What to produce: Locate the line containing "skin. Keep to one point per instance.", then please write out that line and all the lines below it in the entries exactly.
━━━━━━━━
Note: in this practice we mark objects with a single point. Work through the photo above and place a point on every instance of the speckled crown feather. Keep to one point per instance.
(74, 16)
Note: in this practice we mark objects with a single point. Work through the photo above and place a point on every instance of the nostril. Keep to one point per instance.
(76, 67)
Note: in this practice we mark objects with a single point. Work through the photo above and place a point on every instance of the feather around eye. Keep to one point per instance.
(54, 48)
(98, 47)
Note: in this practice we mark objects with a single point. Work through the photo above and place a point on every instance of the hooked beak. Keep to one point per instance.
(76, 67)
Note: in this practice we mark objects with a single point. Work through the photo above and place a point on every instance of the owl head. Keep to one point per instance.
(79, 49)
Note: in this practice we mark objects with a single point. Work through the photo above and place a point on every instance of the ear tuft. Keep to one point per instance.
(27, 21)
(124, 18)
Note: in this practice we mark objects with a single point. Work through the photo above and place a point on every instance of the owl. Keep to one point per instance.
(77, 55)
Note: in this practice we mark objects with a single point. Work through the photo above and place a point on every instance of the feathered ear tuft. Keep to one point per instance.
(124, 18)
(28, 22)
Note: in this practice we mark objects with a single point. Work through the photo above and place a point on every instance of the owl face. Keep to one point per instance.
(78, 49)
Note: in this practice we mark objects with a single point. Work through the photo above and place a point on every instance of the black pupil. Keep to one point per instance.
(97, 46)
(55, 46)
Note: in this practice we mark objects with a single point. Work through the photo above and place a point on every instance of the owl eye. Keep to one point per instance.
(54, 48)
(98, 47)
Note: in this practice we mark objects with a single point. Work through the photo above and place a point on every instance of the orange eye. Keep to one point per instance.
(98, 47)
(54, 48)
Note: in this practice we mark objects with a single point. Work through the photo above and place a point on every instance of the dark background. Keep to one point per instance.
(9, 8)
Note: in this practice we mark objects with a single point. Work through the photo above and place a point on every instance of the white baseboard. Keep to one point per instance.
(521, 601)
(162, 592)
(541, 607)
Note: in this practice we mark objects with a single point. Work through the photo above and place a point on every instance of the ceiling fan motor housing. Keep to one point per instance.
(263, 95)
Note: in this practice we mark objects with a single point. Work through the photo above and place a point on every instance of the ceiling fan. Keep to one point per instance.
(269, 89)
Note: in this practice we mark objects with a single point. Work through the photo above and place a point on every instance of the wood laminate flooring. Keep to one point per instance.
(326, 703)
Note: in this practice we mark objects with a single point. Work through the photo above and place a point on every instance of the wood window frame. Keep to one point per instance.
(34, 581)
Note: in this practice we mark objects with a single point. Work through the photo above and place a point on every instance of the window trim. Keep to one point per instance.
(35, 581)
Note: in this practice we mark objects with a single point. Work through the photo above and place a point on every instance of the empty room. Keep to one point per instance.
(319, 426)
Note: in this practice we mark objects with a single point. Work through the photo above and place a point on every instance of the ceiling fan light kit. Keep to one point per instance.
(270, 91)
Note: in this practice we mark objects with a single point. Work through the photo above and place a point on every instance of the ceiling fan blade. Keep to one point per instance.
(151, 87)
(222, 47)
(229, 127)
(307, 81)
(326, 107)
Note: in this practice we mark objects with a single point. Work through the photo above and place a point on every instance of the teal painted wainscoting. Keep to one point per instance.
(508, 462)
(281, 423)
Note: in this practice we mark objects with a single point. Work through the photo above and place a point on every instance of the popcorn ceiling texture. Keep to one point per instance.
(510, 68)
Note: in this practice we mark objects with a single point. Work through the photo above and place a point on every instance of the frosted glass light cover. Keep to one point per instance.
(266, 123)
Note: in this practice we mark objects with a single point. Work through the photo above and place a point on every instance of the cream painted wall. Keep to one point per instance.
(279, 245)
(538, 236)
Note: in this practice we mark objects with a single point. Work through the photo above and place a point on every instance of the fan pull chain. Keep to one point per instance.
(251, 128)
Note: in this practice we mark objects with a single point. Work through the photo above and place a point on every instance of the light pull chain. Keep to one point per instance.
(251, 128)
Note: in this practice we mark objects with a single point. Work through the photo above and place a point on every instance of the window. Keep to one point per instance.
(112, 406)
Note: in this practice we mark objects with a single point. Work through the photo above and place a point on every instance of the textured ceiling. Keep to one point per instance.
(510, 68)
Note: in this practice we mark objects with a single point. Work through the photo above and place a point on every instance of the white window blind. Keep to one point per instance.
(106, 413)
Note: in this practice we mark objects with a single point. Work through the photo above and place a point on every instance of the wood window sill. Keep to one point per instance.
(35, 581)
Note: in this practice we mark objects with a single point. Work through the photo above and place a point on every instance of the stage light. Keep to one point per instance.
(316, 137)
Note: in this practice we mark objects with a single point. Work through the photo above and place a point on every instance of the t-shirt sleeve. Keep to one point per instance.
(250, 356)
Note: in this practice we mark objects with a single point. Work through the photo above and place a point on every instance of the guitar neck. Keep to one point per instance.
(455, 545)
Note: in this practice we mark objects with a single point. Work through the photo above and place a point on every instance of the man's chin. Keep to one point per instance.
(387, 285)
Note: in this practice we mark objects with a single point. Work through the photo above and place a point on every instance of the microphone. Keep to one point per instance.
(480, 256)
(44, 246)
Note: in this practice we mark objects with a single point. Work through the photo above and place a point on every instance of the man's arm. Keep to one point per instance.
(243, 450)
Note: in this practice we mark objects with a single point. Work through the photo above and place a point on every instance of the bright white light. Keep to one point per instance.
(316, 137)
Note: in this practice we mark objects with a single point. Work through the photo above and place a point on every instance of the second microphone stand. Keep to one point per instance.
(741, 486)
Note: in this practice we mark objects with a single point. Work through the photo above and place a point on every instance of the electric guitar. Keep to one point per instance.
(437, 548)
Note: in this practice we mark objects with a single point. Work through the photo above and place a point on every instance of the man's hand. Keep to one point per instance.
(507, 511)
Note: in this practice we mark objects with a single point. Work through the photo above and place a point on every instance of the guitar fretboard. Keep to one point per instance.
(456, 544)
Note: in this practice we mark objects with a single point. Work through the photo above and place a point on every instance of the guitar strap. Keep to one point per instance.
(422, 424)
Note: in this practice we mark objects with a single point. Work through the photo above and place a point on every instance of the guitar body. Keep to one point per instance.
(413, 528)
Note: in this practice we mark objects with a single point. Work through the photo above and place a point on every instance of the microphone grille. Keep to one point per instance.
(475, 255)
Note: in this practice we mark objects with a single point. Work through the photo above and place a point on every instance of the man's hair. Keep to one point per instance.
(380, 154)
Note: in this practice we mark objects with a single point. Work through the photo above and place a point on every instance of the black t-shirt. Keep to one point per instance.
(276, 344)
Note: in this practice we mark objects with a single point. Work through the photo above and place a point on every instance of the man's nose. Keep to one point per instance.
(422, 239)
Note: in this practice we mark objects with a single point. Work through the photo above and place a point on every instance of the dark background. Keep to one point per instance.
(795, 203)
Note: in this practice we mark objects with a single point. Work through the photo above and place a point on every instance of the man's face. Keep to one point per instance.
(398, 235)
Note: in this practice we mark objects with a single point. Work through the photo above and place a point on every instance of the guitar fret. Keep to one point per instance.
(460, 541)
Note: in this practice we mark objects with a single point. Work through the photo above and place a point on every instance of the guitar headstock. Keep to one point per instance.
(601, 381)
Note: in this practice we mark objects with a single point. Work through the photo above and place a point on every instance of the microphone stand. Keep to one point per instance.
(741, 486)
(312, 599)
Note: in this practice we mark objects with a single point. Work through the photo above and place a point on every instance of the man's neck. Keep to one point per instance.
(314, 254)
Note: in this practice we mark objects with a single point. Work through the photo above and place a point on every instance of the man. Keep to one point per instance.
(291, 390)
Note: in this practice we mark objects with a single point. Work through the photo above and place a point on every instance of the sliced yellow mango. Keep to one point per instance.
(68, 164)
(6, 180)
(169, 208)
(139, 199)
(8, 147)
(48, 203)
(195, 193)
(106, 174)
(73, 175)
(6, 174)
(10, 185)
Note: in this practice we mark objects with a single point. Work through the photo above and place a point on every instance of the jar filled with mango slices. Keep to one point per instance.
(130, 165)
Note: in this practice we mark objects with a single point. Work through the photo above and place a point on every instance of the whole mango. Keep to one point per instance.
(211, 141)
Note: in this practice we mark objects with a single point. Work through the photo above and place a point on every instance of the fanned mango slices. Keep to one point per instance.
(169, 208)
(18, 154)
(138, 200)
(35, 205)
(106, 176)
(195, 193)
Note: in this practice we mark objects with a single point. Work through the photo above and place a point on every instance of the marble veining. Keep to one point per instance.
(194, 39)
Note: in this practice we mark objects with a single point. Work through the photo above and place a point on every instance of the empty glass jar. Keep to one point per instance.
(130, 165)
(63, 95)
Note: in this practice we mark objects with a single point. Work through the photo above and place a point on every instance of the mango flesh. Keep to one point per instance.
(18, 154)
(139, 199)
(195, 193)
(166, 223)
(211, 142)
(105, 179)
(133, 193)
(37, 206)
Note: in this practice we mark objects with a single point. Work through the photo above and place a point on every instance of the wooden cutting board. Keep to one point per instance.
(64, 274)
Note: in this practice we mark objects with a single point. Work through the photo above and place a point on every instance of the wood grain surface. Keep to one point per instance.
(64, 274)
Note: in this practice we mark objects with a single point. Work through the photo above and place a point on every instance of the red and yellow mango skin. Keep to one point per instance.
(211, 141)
━━━━━━━━
Answer area:
Note: in this practice we mark objects with a single point. Work through the photo above and place a point on every instance of the red and yellow mango skin. Keep to one point per instance.
(211, 141)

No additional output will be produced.